Siri Hustvedt’s memoir is a sprawling exploration of memory and the ways trauma manifests in physical illness—less Mary Karr, more Oliver Sacks.
Following her father’s death, novelist Siri Hustvedt split into two women: one who fell into sharp, inexplicable body tremors at unexpected moments, and another woman, even more tortured, who became fixated on the existence of the first. It’s that second woman, the tortured one, who narrates Hustvedt’s fascinating memoir The Shaking Woman or A History of My Nerves, a clinical yet visceral look into not just how our body responds to loss, but the more complicated ways in which our minds cope with the uncertainty of undiagnosable illness.
The setup is this: During a speech honoring the memory of her father two years after his funeral, Hustvedt’s body convulsed with a force so raw and enveloping that her relatives in the audience—who rushed the podium to hold her still—felt as though “they were looking at an electrocution.” Yet when it becomes clear that the spell is more than an isolated incident (she has episodes at public engagements, around the house, at a Paris art gallery), Hustvedt doesn’t spend time reconstructing the drama-ridden father/daughter narrative that may have led to the convulsions. Though doctors couldn’t diagnose the shakes, it was obvious that her father’s death triggered them—so Hustvedt chooses to focus on the nuts and bolts of her and similar illnesses, the psychoses fueling the breakdowns, not the personalities behind them. The Shaking Woman is thus less a traditional memoir than a sprawling, ruthlessly researched exploration into memory and the curious ways in which trauma can manifest through physical illness. Think less Mary Karr, more Oliver Sacks.

☆ ☆ ☆ ☆ ☆

## Using the information
a) List every person the review of Siri Hustvedt's memoir mentions by name.
b) Resume the review of Siri Hustvedt's memoir after its final sentence.

☆ ☆ ☆ ☆ ☆

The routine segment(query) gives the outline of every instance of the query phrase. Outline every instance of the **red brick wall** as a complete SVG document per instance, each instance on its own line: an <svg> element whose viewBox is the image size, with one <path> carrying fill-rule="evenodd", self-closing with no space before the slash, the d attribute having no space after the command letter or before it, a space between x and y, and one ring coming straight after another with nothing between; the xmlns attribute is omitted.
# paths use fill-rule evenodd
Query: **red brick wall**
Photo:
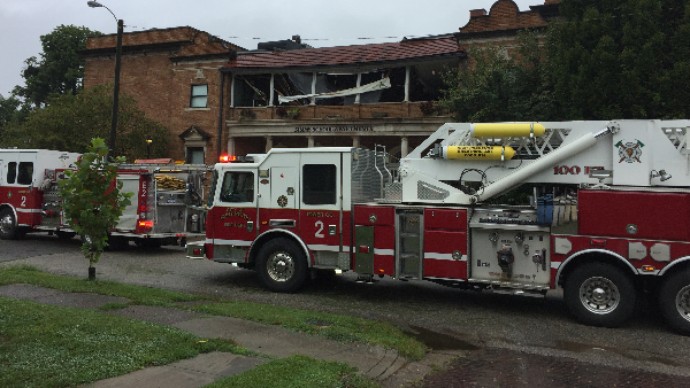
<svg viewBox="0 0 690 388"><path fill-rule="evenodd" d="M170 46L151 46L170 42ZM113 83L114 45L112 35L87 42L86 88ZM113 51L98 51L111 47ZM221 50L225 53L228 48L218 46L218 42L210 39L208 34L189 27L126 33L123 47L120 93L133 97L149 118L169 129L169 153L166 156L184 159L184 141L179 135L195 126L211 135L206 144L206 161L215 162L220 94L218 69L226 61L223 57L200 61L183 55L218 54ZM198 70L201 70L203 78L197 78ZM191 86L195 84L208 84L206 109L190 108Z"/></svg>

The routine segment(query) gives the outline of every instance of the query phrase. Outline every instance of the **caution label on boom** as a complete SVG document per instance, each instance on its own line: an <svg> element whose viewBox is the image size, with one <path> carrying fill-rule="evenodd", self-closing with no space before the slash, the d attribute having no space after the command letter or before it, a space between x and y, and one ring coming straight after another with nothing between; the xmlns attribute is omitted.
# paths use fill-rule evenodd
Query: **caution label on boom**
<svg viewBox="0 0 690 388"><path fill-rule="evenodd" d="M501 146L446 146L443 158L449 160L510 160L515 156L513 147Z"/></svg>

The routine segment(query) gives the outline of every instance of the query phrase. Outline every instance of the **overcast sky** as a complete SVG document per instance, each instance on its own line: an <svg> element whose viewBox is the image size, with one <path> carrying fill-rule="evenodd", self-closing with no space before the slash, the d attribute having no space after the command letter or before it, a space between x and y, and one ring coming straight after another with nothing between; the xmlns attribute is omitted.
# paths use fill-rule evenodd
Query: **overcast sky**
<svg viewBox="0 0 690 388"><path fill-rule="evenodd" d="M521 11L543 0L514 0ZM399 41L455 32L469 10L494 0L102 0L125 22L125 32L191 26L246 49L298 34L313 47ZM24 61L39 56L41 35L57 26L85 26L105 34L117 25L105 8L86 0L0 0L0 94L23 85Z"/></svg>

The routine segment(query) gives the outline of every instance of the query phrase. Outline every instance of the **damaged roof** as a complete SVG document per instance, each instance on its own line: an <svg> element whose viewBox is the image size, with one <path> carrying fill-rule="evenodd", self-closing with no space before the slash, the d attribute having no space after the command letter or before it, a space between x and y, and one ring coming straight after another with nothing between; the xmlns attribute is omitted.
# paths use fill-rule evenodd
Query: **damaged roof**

☆ ☆ ☆ ☆ ☆

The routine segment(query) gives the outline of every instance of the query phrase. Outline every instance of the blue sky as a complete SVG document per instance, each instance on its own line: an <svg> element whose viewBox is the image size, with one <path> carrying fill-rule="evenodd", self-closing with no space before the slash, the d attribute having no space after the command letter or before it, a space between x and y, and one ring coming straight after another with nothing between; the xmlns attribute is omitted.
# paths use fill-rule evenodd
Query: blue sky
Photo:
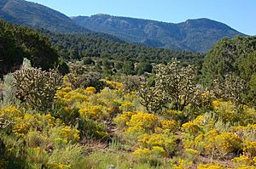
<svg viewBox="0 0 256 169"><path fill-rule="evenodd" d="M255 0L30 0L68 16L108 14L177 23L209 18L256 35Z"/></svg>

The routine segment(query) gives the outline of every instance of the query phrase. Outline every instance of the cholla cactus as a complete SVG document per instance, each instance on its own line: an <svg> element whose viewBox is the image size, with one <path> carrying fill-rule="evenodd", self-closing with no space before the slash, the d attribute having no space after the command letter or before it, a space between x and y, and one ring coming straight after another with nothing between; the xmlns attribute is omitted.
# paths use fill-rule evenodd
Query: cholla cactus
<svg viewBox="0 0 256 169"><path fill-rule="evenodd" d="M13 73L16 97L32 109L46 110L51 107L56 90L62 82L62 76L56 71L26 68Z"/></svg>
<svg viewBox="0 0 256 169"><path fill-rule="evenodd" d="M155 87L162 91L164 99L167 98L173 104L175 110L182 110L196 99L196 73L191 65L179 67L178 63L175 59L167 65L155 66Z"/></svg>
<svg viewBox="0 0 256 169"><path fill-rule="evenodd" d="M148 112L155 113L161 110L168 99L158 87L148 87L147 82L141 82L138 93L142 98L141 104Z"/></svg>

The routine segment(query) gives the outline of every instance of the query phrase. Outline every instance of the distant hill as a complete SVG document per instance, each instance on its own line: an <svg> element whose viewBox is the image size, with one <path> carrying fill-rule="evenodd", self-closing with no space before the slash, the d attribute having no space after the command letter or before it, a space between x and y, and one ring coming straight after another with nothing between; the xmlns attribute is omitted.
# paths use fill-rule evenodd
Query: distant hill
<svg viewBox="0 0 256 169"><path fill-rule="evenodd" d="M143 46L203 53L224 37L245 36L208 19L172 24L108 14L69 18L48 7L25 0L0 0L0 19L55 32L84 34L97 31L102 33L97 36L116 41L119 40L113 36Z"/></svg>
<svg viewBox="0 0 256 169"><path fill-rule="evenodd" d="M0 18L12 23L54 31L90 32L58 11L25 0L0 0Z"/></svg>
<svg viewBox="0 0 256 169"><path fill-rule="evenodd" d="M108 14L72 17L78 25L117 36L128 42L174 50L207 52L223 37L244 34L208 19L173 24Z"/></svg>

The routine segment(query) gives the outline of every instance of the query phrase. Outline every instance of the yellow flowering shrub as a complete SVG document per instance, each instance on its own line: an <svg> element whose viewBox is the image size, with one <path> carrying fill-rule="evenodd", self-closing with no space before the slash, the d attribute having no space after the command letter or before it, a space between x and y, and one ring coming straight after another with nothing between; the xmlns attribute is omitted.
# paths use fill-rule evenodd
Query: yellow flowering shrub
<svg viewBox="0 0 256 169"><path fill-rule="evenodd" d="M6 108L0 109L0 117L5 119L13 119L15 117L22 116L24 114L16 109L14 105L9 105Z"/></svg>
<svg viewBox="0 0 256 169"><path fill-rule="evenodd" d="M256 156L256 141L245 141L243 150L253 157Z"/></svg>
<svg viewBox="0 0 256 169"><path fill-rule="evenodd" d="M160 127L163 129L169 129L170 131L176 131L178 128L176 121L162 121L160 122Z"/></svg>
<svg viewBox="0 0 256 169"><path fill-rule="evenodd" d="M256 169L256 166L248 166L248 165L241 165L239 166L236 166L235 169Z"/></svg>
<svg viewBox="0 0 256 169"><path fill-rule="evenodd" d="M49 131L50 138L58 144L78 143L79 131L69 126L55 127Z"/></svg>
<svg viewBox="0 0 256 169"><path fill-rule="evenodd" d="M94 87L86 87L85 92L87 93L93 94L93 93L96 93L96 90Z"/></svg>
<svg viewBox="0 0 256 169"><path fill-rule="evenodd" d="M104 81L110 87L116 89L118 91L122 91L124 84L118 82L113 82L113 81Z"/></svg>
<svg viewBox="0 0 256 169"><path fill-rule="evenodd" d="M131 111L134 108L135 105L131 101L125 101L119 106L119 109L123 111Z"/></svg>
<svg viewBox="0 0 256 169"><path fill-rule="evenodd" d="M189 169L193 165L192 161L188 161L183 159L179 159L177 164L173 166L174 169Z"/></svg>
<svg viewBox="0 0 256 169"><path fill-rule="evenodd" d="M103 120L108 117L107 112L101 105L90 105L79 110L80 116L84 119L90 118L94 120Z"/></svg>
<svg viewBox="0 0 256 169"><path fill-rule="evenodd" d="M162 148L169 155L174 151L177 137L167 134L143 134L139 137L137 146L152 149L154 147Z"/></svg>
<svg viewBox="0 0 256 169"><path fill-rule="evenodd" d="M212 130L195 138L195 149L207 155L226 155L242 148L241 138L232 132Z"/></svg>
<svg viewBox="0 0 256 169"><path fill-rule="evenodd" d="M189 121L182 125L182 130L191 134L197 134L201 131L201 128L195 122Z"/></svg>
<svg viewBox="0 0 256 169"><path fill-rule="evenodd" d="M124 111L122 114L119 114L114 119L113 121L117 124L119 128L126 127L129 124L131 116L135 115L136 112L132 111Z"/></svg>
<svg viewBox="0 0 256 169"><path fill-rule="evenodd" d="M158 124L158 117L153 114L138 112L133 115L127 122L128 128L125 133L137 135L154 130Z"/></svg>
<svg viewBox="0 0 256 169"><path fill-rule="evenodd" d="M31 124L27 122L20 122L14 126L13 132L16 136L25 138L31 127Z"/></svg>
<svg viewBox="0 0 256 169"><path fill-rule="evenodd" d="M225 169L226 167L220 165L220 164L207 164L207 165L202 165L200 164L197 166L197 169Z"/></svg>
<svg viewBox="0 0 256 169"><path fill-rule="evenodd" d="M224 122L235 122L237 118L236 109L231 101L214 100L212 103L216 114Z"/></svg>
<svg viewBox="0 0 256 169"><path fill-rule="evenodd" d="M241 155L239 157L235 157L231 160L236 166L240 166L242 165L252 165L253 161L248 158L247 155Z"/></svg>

☆ ☆ ☆ ☆ ☆

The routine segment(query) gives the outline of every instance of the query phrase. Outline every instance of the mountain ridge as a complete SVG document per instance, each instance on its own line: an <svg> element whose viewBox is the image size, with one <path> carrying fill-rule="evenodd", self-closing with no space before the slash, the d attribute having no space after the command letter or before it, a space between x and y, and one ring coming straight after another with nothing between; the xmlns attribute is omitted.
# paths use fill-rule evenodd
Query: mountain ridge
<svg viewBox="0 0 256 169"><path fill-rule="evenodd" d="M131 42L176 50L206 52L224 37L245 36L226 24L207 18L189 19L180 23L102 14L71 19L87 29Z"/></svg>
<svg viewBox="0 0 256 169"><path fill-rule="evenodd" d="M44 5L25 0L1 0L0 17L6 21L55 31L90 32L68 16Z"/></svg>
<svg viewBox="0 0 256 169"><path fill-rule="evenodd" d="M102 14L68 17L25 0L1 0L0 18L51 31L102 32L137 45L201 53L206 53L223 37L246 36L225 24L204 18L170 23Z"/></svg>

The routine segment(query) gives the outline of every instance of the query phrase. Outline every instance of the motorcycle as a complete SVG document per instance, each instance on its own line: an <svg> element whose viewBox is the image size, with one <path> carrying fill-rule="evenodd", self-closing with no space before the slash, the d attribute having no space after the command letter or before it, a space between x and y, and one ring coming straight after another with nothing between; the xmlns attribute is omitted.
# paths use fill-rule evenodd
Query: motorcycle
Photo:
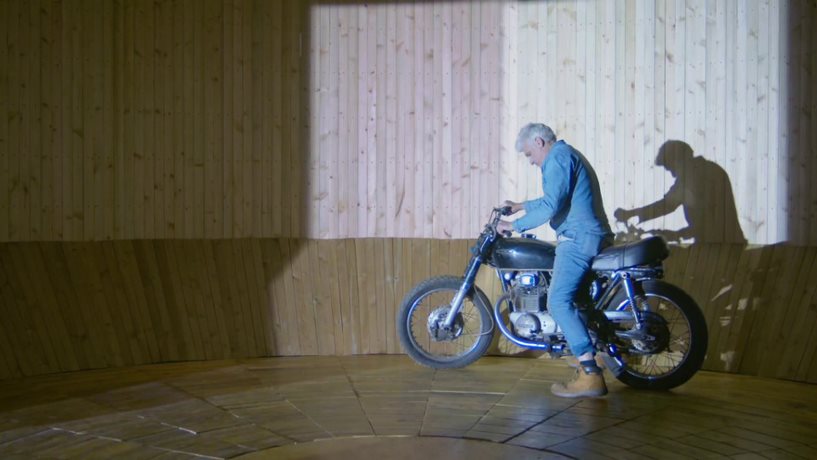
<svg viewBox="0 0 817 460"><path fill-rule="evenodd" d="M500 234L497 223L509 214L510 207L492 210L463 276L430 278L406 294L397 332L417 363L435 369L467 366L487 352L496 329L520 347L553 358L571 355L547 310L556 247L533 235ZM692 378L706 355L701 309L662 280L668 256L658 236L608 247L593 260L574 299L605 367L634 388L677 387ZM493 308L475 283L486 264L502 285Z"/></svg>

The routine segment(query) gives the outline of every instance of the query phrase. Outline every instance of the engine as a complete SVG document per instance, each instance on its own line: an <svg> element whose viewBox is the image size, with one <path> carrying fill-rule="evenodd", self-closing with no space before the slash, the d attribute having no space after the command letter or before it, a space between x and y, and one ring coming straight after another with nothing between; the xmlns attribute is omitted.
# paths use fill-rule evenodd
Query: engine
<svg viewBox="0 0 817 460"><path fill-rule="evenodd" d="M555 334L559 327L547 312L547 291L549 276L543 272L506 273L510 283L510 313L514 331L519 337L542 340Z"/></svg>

☆ ☆ ☆ ☆ ☆

## Written responses
a) Siri Hustvedt, Mary Karr, Oliver Sacks

b)
It’s a tactic that yields some of the book’s most compelling passages. Hustvedt is driven to examine the Shaking Woman through “every angle,” reads “obsessively” about the history of hysteria, consults with specialists about treatments such as Narrative Medicine (which maps the whole of neurological disorders with storytelling), and the power of cloaked trauma to render the body independent of the mind’s intentions. She profiles amnesiacs who, by simply free-writing to the prompt “I remember,” are able to uncover hidden pockets of memories that spoken attempts can’t. She examines victims of Post-Traumatic Stress Disorder, grieving widows who lose control of halves of their bodies, and the plight of a man who, following a cerebral hemorrhage, grows so intensely hateful of his twitchy left hand that he vows to “smash this hand into a million pieces and post the pieces to the surgeon, in envelopes, one by one.”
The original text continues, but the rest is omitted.